WHAT THE TASK ASKS >> Lay out the data from the line containing "front leg above? Mark it with a dot." down through the end of the data, both ends included, as a Markdown table with columns headed Row and Entry, giving each line a row number and omitting blank lines.

### EXTRACTED ENTRIES

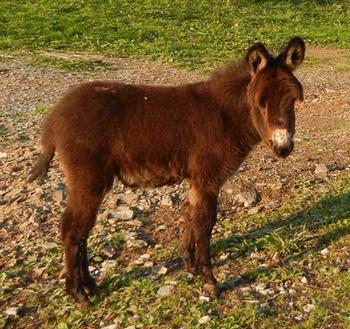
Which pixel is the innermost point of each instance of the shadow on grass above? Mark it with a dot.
(298, 230)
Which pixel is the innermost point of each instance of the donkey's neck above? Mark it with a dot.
(229, 88)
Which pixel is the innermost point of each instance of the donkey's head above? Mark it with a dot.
(272, 93)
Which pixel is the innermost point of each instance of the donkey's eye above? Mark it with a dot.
(289, 109)
(262, 102)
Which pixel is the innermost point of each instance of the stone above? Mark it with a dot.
(321, 170)
(248, 198)
(3, 155)
(324, 252)
(163, 270)
(308, 308)
(136, 244)
(254, 210)
(166, 201)
(111, 326)
(122, 213)
(160, 228)
(12, 311)
(165, 291)
(204, 319)
(204, 299)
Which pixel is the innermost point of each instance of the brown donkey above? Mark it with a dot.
(152, 136)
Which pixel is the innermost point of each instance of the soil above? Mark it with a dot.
(29, 213)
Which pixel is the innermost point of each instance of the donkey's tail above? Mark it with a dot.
(41, 166)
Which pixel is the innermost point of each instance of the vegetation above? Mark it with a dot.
(285, 268)
(194, 34)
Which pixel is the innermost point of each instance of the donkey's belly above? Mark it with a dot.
(148, 177)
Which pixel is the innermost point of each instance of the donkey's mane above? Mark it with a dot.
(230, 82)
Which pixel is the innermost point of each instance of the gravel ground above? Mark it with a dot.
(29, 214)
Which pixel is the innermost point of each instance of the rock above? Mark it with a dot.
(308, 308)
(12, 311)
(136, 244)
(254, 210)
(321, 170)
(58, 196)
(166, 201)
(163, 270)
(248, 198)
(260, 287)
(3, 155)
(204, 299)
(204, 319)
(111, 326)
(123, 213)
(51, 245)
(324, 252)
(160, 228)
(165, 290)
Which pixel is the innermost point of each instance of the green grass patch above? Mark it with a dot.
(301, 248)
(193, 34)
(70, 64)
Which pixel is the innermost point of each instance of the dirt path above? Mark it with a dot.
(29, 214)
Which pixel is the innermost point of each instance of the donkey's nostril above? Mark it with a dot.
(281, 138)
(284, 151)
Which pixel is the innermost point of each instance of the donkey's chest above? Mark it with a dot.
(148, 176)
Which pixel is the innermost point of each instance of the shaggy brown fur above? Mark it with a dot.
(151, 136)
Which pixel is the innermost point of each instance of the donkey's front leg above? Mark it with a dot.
(203, 207)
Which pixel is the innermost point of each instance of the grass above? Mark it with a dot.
(193, 34)
(69, 64)
(300, 249)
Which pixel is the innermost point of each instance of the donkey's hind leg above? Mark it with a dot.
(187, 243)
(85, 194)
(202, 214)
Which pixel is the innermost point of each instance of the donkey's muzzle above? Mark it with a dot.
(282, 143)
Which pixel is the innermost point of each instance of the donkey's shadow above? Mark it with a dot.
(329, 210)
(307, 222)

######

EXERCISE SOLUTION >>
| Row | Entry |
|---|---|
| 1 | Which pixel is the innermost point of each instance of the donkey's front leg above? Mark it with a dot. |
| 2 | (203, 207) |
| 3 | Which pixel is the innermost point of each instance of the grass above? Mark it with a dot. |
| 4 | (193, 34) |
| 5 | (69, 64) |
| 6 | (300, 249) |
| 7 | Which pixel is the innermost point of each instance of the donkey's hind leg above? Mark it with a dot. |
| 8 | (187, 243) |
| 9 | (85, 194) |
| 10 | (202, 214) |
| 11 | Which pixel is the innermost point of each instance of the donkey's muzzle above? Mark it with a dot. |
| 12 | (282, 143) |
| 13 | Which pixel is the innermost point of each instance of the donkey's shadow above? Mark it with a dot. |
| 14 | (329, 210) |
| 15 | (307, 222) |